◆ TESTO FORNITO
·····
La ricordavamo in una esibizione di due anni fa al Circolo degli Artisti, quando si era presentata da sola, alternandosi alla chitarra e al piano, per presentare Graphic As A Star, un album tratto dalle poesie di Emily Dickinson, da lei messe in musica senza alterare le liriche. Adesso invece si presenta con il suo gruppo, una line-up che risulta formata da Victor Herrero, alla chitarra elettrica, da Ailbhe Nic Oireachtaigh alla viola e da Alex Neilson, ex Current 93 alla batteria. Gran parte del repertorio del concerto è costituita da brani tratti da Blood Rushing, il suo nuovo disco, uscito appena due mesi fa per la Fire Records. L’album è molto bello ed è stato registrato interamente in Colorado, davanti ai suoi monti, dove Josephine è tornata proprio per trovare la concentrazione giusta. Il fatto di esibirsi con una band e di lavorare stabilmente con un gruppo composto da musicisti spagnoli, come Victor, il suo compagno, e anche irlandesi come la giovane Ailbhe, ha davvero aggiunto qualcosa alla musicalità basica ed essenziale della Foster, che da giovane cantava per i matrimoni e per i funerali, che ha studiato per molti anni come cantante d’opera, che ha all’attivo anche collaborazioni con Devendra Banhart e incursioni nel free jazz.
·····
◆ MATERIALE FORNITO
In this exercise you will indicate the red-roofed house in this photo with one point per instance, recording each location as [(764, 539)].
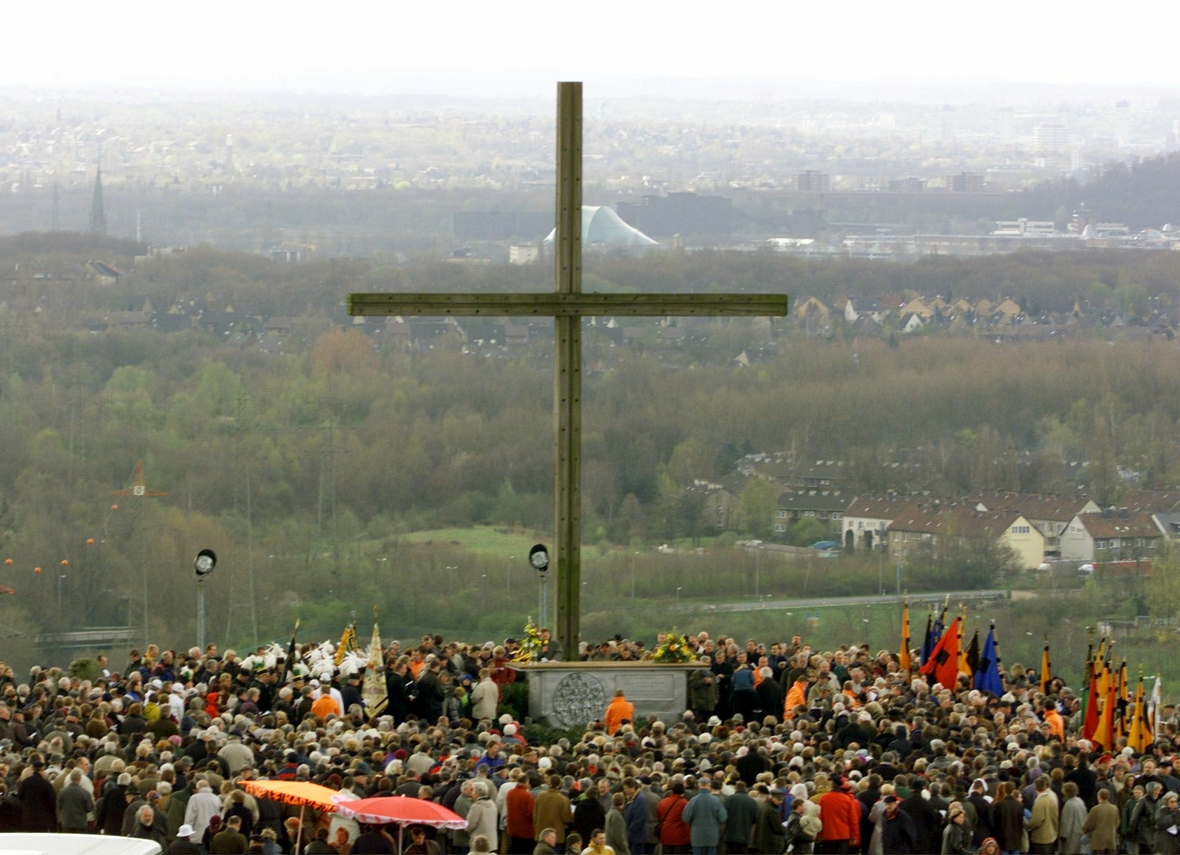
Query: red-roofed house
[(1110, 535)]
·····
◆ COSA FARE
1) Rispondi a queste domande basandoti sul testo sul concerto di Josephine Foster.
(a) Da quali poesie è tratto l'album Graphic As A Star?
(b) Chi suona la viola nel gruppo?
(c) Dove è stato registrato Blood Rushing?
2) Per ciascuna affermazione, indica con un sì o un no se concorda con il testo sul concerto di Josephine Foster. Cita le parole del testo che lo stabiliscono.
(a) Due anni fa, al Circolo degli Artisti, si era esibita insieme alla band.
(b) Blood Rushing è uscito per la Fire Records.
(c) Alex Neilson suona la chitarra elettrica.
3) Prosegui il testo sul concerto di Josephine Foster a partire dalla sua ultima frase.

◆ LE RISPOSTE
1)
(a) Dalle poesie di Emily Dickinson.
(b) Ailbhe Nic Oireachtaigh.
(c) Interamente in Colorado.

2)
(a) No: "quando si era presentata da sola".
(b) Sì: "uscito appena due mesi fa per la Fire Records".
(c) No: "Alex Neilson, ex Current 93 alla batteria".

3)
Brani come Blood Rushing, una bellissima ballata acustica oppure Child Of Mine e ancora l’ispirata O Stars, con quel suo intrigante arpeggio acustico e quel continuo dialogare fra chitarra e viola, rivelano sia una notevole crescita sul piano compositivo sia il desiderio di cogliere degli elementi musicali propri della cultura ispanica e di quella celtica. Non mancano, a dire il vero, momenti più ritmati, decisamente percussivi, come Geyser, per esempio, dove emerge una mai sopita chiave psichedelica. Ma ciò nonostante quello che resta è comunque il suono della sua voce, delicata ed ammaliante, un vero e proprio dono per quanti hanno la fortuna di ascoltare. La disposizione naturale verso il canto di Josephine contiene sia elementi marcatamente religiosi, molti dei suoi brani infatti sono inni di lode al Creatore, sia una spiritualità laica, più accessibile a tutti, che si rivolge a Madre Natura attraverso canti dal sapore arcaico ma comunque bellissimi. La Foster non ama la musica moderna, guarda al passato per costruire un futuro migliore e si propone come interprete di un folk-blues in stile anni Trenta, che tiene conto della tradizione classica e operistica, ma che allo stesso tempo non le vieta improvvise virate verso l’avanguardia più pura.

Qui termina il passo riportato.